● **Problem to solve**: Write out the 2026 compliance priorities notice word for word, from start to finish.

# Passage to read start

We are announcing our 2026 compliance priorities to provide greater transparency of our key focus areas to the tax profession. These priorities are designed to support voluntary compliance, promote integrity, and instil community confidence in the tax profession. These priorities are in addition to the TPB’s enduring priorities, which will continue to remain central to our compliance efforts.

Our priorities address both emerging and ongoing risks concerning tax practitioner misconduct or unethical behaviour. 

These include tax practitioners who: 

Report misconduct

If you are aware of any misconduct by tax practitioners, you can report it using our complaints form. Individuals who make a disclosure in good faith may be eligible for whistleblower protections.  Reporting helps protect clients and supports fairness and integrity across the tax system and profession.

Mandatory breach reporting obligations

All registered tax practitioners must comply with mandatory breach reporting obligations

There are 2 types:

You must notify us in writing if you have reasonable grounds to believe that you have breached the Code of professional Conduct (Code), and that breach is a significant breach. 

If you have reasonable grounds to believe another tax practitioner has breached the Code, and that breach is significant, you must notify us in writing. If applicable, you must also notify in writing, any recognised professional association that you know the registered tax practitioner is a member of.

Helping clients avoid paying tax debts

Tax practitioners who assist or encourage clients to avoid paying their tax debts create unfair advantages, increase financial risk and can lead to insolvency. Research shows businesses that fail to meet their tax obligations are significantly more likely to become insolvent within 12 months. 

Our compliance focus

Most tax practitioners uphold high professional standards and advise clients to pay their tax debts when they become aware of non-payment. Our focus is on tax practitioners who actively encourage or assist clients to avoid paying their tax debts. Some may even help clients adopt business models designed to avoid tax obligations and gain a competitive advantage, or fail to at when they know debts are unpaid. This behaviour undermines trust and fairness in the tax system and places clients at serious financial risk.

# Passage to read end
# Given data start

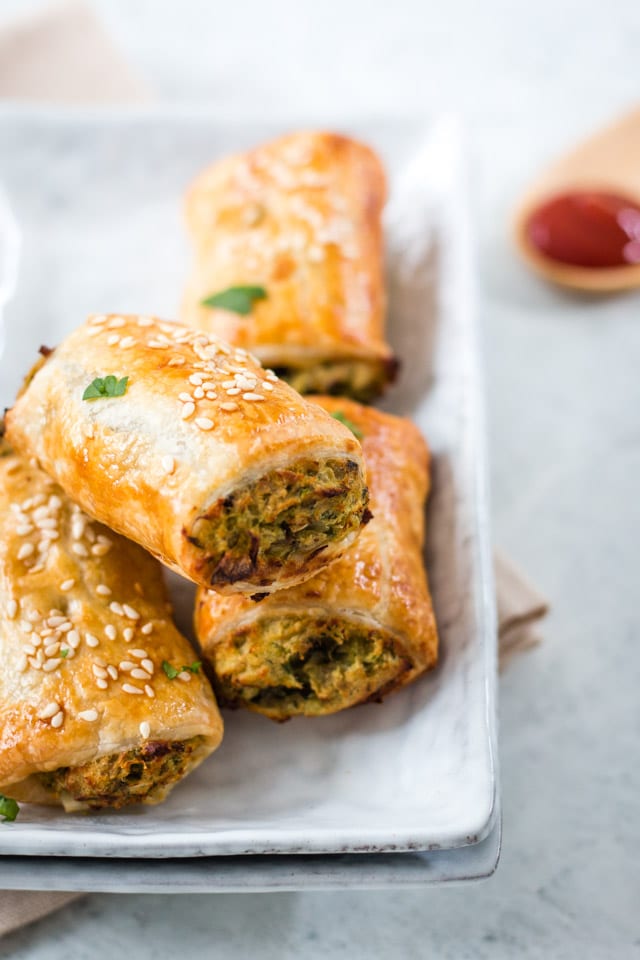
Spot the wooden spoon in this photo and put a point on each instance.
(608, 162)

# Given data end

● **Result of the task**:
We are announcing our 2026 compliance priorities to provide greater transparency of our key focus areas to the tax profession. These priorities are designed to support voluntary compliance, promote integrity, and instil community confidence in the tax profession. These priorities are in addition to the TPB’s enduring priorities, which will continue to remain central to our compliance efforts.

Our priorities address both emerging and ongoing risks concerning tax practitioner misconduct or unethical behaviour. 

These include tax practitioners who: 

Report misconduct

If you are aware of any misconduct by tax practitioners, you can report it using our complaints form. Individuals who make a disclosure in good faith may be eligible for whistleblower protections.  Reporting helps protect clients and supports fairness and integrity across the tax system and profession.

Mandatory breach reporting obligations

All registered tax practitioners must comply with mandatory breach reporting obligations

There are 2 types:

You must notify us in writing if you have reasonable grounds to believe that you have breached the Code of professional Conduct (Code), and that breach is a significant breach. 

If you have reasonable grounds to believe another tax practitioner has breached the Code, and that breach is significant, you must notify us in writing. If applicable, you must also notify in writing, any recognised professional association that you know the registered tax practitioner is a member of.

Helping clients avoid paying tax debts

Tax practitioners who assist or encourage clients to avoid paying their tax debts create unfair advantages, increase financial risk and can lead to insolvency. Research shows businesses that fail to meet their tax obligations are significantly more likely to become insolvent within 12 months. 

Our compliance focus

Most tax practitioners uphold high professional standards and advise clients to pay their tax debts when they become aware of non-payment. Our focus is on tax practitioners who actively encourage or assist clients to avoid paying their tax debts. Some may even help clients adopt business models designed to avoid tax obligations and gain a competitive advantage, or fail to at when they know debts are unpaid. This behaviour undermines trust and fairness in the tax system and places clients at serious financial risk.